──────── RECORD EXCERPTS ────────

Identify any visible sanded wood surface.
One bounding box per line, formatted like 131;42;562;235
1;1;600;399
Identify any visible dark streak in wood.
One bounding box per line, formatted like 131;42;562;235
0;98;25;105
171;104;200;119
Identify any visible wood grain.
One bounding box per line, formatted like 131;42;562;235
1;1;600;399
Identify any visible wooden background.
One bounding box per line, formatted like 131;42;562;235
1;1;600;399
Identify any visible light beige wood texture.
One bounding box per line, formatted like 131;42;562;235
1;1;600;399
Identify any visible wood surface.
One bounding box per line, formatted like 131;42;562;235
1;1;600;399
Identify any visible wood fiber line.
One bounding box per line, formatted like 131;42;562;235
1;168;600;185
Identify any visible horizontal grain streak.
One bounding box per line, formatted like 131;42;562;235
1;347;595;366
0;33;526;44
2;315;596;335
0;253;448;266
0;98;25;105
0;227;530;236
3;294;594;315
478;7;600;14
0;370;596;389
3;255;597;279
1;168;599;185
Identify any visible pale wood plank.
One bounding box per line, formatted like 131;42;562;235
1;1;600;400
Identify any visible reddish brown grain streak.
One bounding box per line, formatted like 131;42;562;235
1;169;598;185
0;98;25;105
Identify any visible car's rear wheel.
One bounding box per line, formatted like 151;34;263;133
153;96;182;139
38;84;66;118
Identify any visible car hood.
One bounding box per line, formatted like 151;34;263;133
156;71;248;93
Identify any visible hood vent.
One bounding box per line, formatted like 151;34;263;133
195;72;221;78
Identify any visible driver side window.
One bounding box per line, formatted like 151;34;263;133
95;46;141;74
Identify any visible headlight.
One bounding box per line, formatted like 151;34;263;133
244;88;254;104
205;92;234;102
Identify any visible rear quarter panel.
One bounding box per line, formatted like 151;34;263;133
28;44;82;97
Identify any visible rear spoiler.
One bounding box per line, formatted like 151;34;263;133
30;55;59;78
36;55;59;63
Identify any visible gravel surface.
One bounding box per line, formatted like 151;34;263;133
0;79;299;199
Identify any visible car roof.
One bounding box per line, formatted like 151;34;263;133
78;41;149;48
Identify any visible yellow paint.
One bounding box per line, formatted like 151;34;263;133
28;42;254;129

────────

◆ ASSIGNMENT
Emit verbatim the lines running from the one with "Identify any visible hood vent." through the last line of the data, both endpoints inclusive.

◆ COMPLETED TASK
Identify any visible hood vent.
One bounding box per line, formatted like 151;34;263;133
195;72;221;78
Identify any visible driver side window.
One bounding box per line, formatted like 151;34;263;133
95;46;141;74
Identify any visible headlight.
One bounding box per line, formatted like 151;34;263;133
244;88;254;104
205;92;234;102
Identify any visible rear quarter panel.
One bounding box per line, formatted like 151;34;263;133
28;44;82;97
Identify any visible rear spoiler.
One bounding box per line, formatted like 151;34;263;133
30;55;59;78
36;55;59;63
Identify any visible gravel surface.
One bounding box per line, formatted like 151;34;263;133
0;79;299;199
Identify any visible car roof.
One bounding box per line, formatted like 151;34;263;133
78;41;149;48
Identify any visible yellow paint.
One bounding box per line, formatted like 151;34;263;133
28;42;254;129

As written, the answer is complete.